Tasks to carry out:
a – Decide whether each statement below agrees with the M. H. Abrams tribute. Answer yes or no for each, and quote the words of the tribute that decide it.
(i) Abrams died at the age of 102.
(ii) The Mirror and the Lamp appeared in 1973.
(iii) The publisher set a low price for A Glossary of Literary Terms.
b – Return the passage of the M. H. Abrams tribute between "Jonathan Culler on" and "in every edition.", inclusive, copied word for word.
c – Resume the M. H. Abrams tribute, starting right after its final sentence.

Jonathan Culler on M. H. Abrams (1912–2015)
M. H. Abrams, 2008. Photo: Cornell University Photography.

M. H. ABRAMS, who died at age 102 in April, was an almost mythical figure in literary studies, and not just because he remained intellectually active to the end (Norton published his The Fourth Dimension of a Poem in his one-hundredth year). He was the inventor and general editor of the Norton Anthology of English Literature, the first and dominant anthology presenting the literary canon, and for nearly fifty years he presided over the gradual expansion of that canon, adding more women and minority authors in every edition.

He was also, as Wayne Booth hyperbolically put it, “the best historian of ideas, as ideas relate to literature and literary criticism, that the world has known.” His Natural Supernaturalism (1973) is a grand synthesis of Romantic literature and philosophy, exploring in particular the secularization of structures of religious thought as an animating force in nineteenth-century culture. The Mirror and the Lamp (1953), his most famous book, was a groundbreaking study of conceptions of literature and the shift from theories of literature as mimesis to literature as expression. It presented itself as the history of an intellectual transformation, but, more importantly, in outlining different possible theories of literature, for the first time it made the study of literary theory and theories an explicit topic of academic inquiry. With its eminently respectable roots, The Mirror and the Lamp worked to validate the study of critical theory as central to the humanities.

Another contribution to critical theory is his A Glossary of Literary Terms, which he continued to edit and augment into his nineties; its modest title conceals succinct essays on all the topics germane to thinking about literature and culture. Unfortunately, the publisher, taking this as a textbook with a captive market, has priced it so exorbitantly that few people buy it. Abrams made his reputation as an intellectual historian, concentrating on Romantic literature, critical thought, and philosophy, but in his nineties he developed a new interest in the acoustic aspects of poems and how a reader’s experience of articulating the poem’s sounds contributes to its effects. He called this “the fourth dimension of a poem” and beautifully performs these effects in readings available on YouTube.

Excerpted data:
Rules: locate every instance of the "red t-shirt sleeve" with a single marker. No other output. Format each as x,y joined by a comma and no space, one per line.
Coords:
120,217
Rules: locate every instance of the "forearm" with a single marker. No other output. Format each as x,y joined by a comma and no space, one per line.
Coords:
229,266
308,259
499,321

--

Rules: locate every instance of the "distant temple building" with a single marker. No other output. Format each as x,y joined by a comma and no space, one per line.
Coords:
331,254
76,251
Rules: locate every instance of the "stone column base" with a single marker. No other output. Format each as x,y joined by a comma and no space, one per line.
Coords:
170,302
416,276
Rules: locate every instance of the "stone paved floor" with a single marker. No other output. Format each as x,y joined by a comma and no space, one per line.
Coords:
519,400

---

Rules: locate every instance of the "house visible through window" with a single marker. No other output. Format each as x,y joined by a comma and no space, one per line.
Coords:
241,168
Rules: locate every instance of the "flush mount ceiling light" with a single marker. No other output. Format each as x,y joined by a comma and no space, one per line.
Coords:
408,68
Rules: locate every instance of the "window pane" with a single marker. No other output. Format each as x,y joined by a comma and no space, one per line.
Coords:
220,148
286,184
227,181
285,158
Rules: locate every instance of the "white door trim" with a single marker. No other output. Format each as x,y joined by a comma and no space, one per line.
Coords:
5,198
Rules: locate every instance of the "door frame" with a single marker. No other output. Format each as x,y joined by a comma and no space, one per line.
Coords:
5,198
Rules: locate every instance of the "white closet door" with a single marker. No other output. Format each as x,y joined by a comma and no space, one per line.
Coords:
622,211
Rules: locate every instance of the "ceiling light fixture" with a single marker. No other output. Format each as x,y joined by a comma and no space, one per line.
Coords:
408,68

Responses to the exercise:
a –
(i) Yes: "who died at age 102 in April"
(ii) No: "The Mirror and the Lamp (1953)"
(iii) No: "has priced it so exorbitantly that few people buy it"

b –
Jonathan Culler on M. H. Abrams (1912–2015)
M. H. Abrams, 2008. Photo: Cornell University Photography.

M. H. ABRAMS, who died at age 102 in April, was an almost mythical figure in literary studies, and not just because he remained intellectually active to the end (Norton published his The Fourth Dimension of a Poem in his one-hundredth year). He was the inventor and general editor of the Norton Anthology of English Literature, the first and dominant anthology presenting the literary canon, and for nearly fifty years he presided over the gradual expansion of that canon, adding more women and minority authors in every edition.

c –
The Mirror and the Lamp opens with this sentence: “The development of literary theory in the lifetime of Coleridge was to a surprising extent the making of the modern critical mind.” “Surprising” because he argues that critical theories we had thought of as post-Romantic, if not anti-Romantic, have their roots in the Romantic period. Analyzing critical theories as networks of metaphors—the work of art as an organism, for instance—he set the stage for the deconstructive analysis of the assumptions sedimented in the figurative logic of intellectual systems, though he himself would only in jest acknowledge such monstrous progeny. Declaring himself an “unreconstructed humanist,” he resisted the explorations of structuralism, Marxism, psychoanalysis, new historicism, and deconstruction, which decline to make the individual subject an origin but treat subjects as effects of impersonal forces that operate through them.

But while he might have done battle with various isms in essays for the public arena, at home at Cornell, where he spent his entire teaching career, he was a benign figure, a supporter even of colleagues like me who were championing such things as structuralism and deconstruction, and he did not, for instance, oppose my succeeding him as the Class of 1916 Professor of English, a chair on which he had conferred great distinction.

Though one of the preeminent critics of the century, he had none of the qualities we associate with academic superstars. He did not fly around the country speaking at conferences or in prestigious lecture series; he declined visiting professorships, preferring to remain at home in Ithaca. He did not seek academic power, either within the university or in professional organizations. He did not want a center of some sort to direct, though he worked to help found the National Humanities Center in North Carolina. He was never president of anything.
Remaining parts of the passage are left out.